_Provided text_
————————
Sunday, October 22, 2006

The Once & Future Underground

Vladimir Feltsman

DSM: What makes an artist an “underground artist”? What is avant garde, and what's the difference between underground and avant garde?

CMT: I suppose as long as “culture” has existed, there has been underground culture. There have always been those who were different, those who refused to conform to the “received norms” of their culture. It's also a divergent way of perceiving reality—a perception that separates the artist from others in society, and references the society or context that the artist stands apart from—the underground position. Dostoyevsky, Tolstoy, and Shostakovich all represent the underground tradition, the underground personality.

DSM: Would we say, then that the avant garde, on the other hand, tends barely to refer to the dominant culture? That it innovates new aesthetics, new expressions, new reality all together? That the avant garde is more universal and cosmopolitan in its nature, while underground is always connected to a certain culture within which it exists? Debussy and Stravinsky, Kandinsky, Prokofiev, Chekhov are, to me, avant garde artists. But both categories—underground and avant garde—are forces that constantly move culture forward. It's a kind of triangular dance in which partners are constantly moving and changing their respective positions. Underground becomes officially accepted, avant garde becomes a new norm, a new standard, and creates its own establishment and official culture—until the next dance, until the next round of re-invention. Vladimir Feltsman—is an artist who is constantly moving, re-inventing, re-interpreting in dramatic new ways.
————————
_Data section_
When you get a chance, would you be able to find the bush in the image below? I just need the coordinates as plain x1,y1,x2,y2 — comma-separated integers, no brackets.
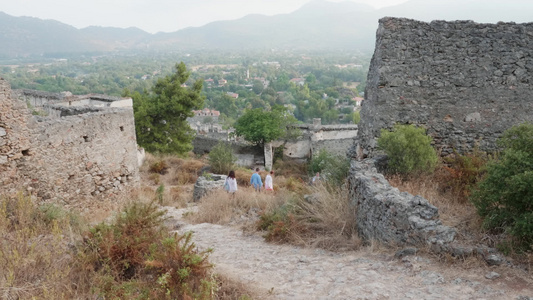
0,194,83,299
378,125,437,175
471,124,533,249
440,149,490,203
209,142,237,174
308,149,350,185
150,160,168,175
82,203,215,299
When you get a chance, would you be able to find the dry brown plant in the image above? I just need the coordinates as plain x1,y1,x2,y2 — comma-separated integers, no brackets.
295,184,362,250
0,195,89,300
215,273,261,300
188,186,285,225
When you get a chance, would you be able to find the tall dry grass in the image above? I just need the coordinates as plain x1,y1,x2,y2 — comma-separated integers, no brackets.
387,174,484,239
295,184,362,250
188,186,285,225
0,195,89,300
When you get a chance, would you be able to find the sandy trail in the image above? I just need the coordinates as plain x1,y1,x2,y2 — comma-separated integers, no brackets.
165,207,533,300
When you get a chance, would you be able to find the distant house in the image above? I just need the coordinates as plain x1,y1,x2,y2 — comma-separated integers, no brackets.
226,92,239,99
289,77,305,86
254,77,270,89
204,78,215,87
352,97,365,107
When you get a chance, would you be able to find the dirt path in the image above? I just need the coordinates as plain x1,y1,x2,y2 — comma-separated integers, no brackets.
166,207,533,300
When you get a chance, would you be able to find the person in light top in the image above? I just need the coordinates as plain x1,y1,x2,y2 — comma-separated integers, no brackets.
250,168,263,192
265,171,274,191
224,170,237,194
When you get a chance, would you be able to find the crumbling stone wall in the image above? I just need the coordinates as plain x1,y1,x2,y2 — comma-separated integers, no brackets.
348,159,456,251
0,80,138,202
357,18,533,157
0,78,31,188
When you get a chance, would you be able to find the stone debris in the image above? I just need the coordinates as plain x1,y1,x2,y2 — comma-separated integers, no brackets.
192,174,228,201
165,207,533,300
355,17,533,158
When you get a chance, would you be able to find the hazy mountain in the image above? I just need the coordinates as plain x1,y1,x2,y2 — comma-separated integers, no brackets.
————————
_Problem to solve_
Continue the interview about underground and avant-garde artists, picking up right after its final line about Vladimir Feltsman.

_Task answer_
CMT: Every pianist does and should bring her/his own individual personality and ideas. But I think there are certain factors (an idiomatic rubato, tempos, pianistic color, string portamentos) that are important to the style and can be heard in others’ performances and recordings. It seems that Vladimir Feltsman’s recent style is both freer and stricter than it was previously. Like other pianists today, he tends to have a deliberately and constantly flexible approach. When he plays, his first subjects tend to be in tempo—no rubato at all; but later subjects are amazingly free, like improvisations. Today this contrast is less often heard. The later subjects tend to become an occasion of lyrical repose with a subdued narrative intimacy. I tend to put Feltsman in the ‘underground’ camp, based on his recent performances. His innovations are novel and surprising, but they still always ‘refer’ to his native Russian context.

DSM: I'm always very suspicious of labeling artists! They are not static! Every artist is unique and evolving—How is Richter or Gilels ‘Russian’ per se? These two are polar opposites and two individual artists whose lives and careers had very different arcs. Who is more ‘German’, Gieseking or Schnabel? Is Horowitz ‘Russian’ or ‘American’?

CMT: A superb Bach and Haydn and Beethoven and Schubert stylist doesn't necessarily make a first-class Mozart interpreter, you know, although Feltsman carries it off beautifully.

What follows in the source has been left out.